§ **PASSAGE SHOWN**:
▽

Each element of \(A_{l} (n,\theta )\) can be expressed uniquely and it follows that \(\left| {A_{l} (n,\theta )} \right| = 2^{nl}\) and \(A_{l} (n,\theta )\) define a group of order \(2^{nl}\). If \(l = 2\), this group is isomorphic to a Suzuki 2-group \(A(n,\theta )\).

Group operation is defined as a product:

$$ \begin{array}{*{20}l} \begin{gathered} S(a_{1} ,a_{2} ,...,a_{l} )S(b_{1} ,b_{2} ,...,b_{l} ) = S(a_{1} + b_{1} ,a_{2} + (a_{1} \theta )b_{1} \hfill \\ + b_{2} ,a_{3} + (a_{2} \theta )b_{1} + (a_{1} \theta^{2} )b_{2} + b_{3} , \hfill \\ \end{gathered} \hfill \\ {...,a_{l} + (a_{l - 1} \theta )b_{1} + ... + (a_{1} \theta^{l - 1} )b_{l - 1} + b_{l} ).} \hfill \\ \end{array} $$

with the Identity element being \(S(0_{1} ,0,...,0)\).

The inverse element is given by:

$$ \begin{gathered} S(a_{1} ,a_{2} ,a_{3} ,...,a_{l} )^{ - 1} = S(a_{1} ,a_{2} + a_{1} \theta a_{1} ,a_{3} + a_{2} \theta a_{1} \hfill \\ \,\,\,\,\,\,\,\,\,\,\,\,\,\,\,\,\,\,\,\,\,\,\,\,\,\,\,\,\,\,\,\,\,\,\,\,\,\,\,\,\,\,\,\, + a_{1} \theta^{2} (a_{2} + a_{1} \theta a_{1} ),...,a_{l} + a_{l - 1} \theta a_{1} + ...). \hfill \\ \end{gathered} $$

The group \(G\) is nonabelian group and has nontrivial center:

$$ Z\left( G \right) = \left\{ {S(0,0,...,c)\left| {c \in F_{q} } \right.} \right\}. $$

Assume that \(\theta\) is the Frobenius automorphism of \(F,\theta :x \to x^{2}\). For the fixed finite field, the group \(A_{l} (n,\theta )\) order is greater than the classical Suzuki 2 - group.

In the new implementation of the cryptosystem, we have changed the encryption algorithm and suggest using homomorphic encryption for random covers. In this case, the complexity of the key recovery attack will be determined by exhaustive search over the entire group.

△

§ **PROBLEMS**:
1: Reproduce the stretch of the group passage from "The group \(G\)" through "Suzuki 2 - group.".
2: Carry on the passage about the generalized Suzuki 2-group cryptosystem from its last sentence.

§ **SUPPLIED DATA**:
▽

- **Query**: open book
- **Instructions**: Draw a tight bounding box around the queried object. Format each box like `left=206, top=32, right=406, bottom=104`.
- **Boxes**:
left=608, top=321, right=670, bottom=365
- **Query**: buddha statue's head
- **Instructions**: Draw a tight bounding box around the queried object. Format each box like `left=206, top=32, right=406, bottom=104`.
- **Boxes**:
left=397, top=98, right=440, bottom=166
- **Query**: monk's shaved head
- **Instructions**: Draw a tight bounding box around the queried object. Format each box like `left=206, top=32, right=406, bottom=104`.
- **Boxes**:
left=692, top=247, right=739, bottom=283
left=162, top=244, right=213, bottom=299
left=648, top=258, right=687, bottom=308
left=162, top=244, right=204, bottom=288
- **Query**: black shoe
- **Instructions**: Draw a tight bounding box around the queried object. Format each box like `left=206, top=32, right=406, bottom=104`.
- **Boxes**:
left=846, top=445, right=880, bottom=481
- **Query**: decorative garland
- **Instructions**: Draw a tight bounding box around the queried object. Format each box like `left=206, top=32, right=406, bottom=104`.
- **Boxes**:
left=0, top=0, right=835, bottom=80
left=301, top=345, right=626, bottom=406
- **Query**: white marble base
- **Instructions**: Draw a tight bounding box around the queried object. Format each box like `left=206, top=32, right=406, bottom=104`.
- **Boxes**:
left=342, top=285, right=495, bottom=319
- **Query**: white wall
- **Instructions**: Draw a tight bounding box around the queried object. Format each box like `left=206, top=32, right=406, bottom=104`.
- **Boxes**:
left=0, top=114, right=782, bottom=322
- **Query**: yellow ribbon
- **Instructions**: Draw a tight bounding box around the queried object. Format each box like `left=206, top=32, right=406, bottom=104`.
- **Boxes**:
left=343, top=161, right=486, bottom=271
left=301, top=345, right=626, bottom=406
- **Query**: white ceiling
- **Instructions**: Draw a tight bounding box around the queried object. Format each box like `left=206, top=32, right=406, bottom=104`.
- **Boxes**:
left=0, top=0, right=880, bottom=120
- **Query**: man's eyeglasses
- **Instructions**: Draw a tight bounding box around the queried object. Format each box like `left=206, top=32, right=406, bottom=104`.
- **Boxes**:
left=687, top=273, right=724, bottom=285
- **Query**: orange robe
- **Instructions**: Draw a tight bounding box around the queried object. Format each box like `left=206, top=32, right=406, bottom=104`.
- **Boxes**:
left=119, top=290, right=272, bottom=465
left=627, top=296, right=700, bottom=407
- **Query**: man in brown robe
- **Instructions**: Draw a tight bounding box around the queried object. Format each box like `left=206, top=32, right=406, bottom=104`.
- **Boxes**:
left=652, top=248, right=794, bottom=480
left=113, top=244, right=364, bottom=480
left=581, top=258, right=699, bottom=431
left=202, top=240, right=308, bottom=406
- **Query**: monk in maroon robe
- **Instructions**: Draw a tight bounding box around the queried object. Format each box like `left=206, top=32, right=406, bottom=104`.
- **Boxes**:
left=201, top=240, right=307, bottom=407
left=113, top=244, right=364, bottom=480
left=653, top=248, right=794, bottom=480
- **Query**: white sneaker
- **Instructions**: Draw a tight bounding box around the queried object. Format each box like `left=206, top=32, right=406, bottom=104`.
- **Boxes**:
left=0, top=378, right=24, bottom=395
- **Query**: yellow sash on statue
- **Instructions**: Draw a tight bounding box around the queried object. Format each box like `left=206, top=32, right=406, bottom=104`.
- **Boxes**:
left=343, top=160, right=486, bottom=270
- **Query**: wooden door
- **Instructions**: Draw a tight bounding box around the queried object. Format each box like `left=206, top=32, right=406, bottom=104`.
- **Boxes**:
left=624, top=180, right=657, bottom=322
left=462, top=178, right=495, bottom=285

△

§ **PER-TASK ANSWERS**:
1:
The group \(G\) is nonabelian group and has nontrivial center:

$$ Z\left( G \right) = \left\{ {S(0,0,...,c)\left| {c \in F_{q} } \right.} \right\}. $$

Assume that \(\theta\) is the Frobenius automorphism of \(F,\theta :x \to x^{2}\). For the fixed finite field, the group \(A_{l} (n,\theta )\) order is greater than the classical Suzuki 2 - group.

2:
2.1 Description of the Scheme

Our proposal is to create a logarithmic signature for the whole generalized Suzuki 2-group and homomorphic encryption of random covers in the logarithmic signature.

Let’s take a look at the basic steps of encryption.

Key Generation.

We fix a large group \(A_{l} (n,\theta ) = \left\{ {S(a_{1} ,a_{2} ,...,a_{l} )|a_{i} \in F_{q} } \right\}\), \(q = 2^{n}\).

Let’s build a tame logarithmic signatures \(\beta_{k} = \left[ {B_{1(k)} ,...,B_{s(k)} } \right] = \left( {b_{ij} } \right)_{k} = S\left( {0,..,0,b_{ij(k)} ,0,...,0} \right)\) of type: \(\left( {r_{1(k)} ,...,r_{s(k)} } \right)\), \(i = \overline{0,s(k)}\), \(j = \overline{{1,r_{i(k)} }}\), \(b_{ij(k)} \in F_{q}\), \(k = \overline{1,l}\).

Let’s set a random cover:

$$ \alpha_{k} = \left[ {A_{1(k)} , \ldots ,A_{s(k)} } \right] = \left( {a_{ij} } \right)_{k} = S\left( {a_{ij(k)}^{(1)} ,a_{ij(k)}^{(2)} , \ldots ,a_{ij(k)}^{(l)} } \right) $$

of the same type as \(\beta_{k}\), where \(a_{ij} \in A_{l} (n,\theta )\), \(a_{ij(k)}^{(v)} \in F_{q} \backslash \left\{ 0 \right\}\), \(i = \overline{1,s}\), \(j = \overline{{1,r_{i(k)} }}\), \(k = \overline{1,l}\).

Select the random covers:

\(w_{(k)} = \left[ {W_{1(k)} , \ldots ,W_{s(k)} } \right] = \left( {w_{ij} } \right)_{(k)} = S\left( {w_{ij(k)}^{(1)} ,w_{ij(k)}^{(2)} , \ldots ,w_{ij(k)}^{(l)} } \right)\) of the same types as \(\beta_{(k)}\), where \(w_{ij} \in A_{l} (n,\theta )\), \(w_{ij(k)} \in F_{q} \backslash \left\{ 0 \right\}\), \(i = \overline{0,s(k)}\), \(j = \overline{{1,r_{i(k)} }}\), \(k = \overline{1,l}\).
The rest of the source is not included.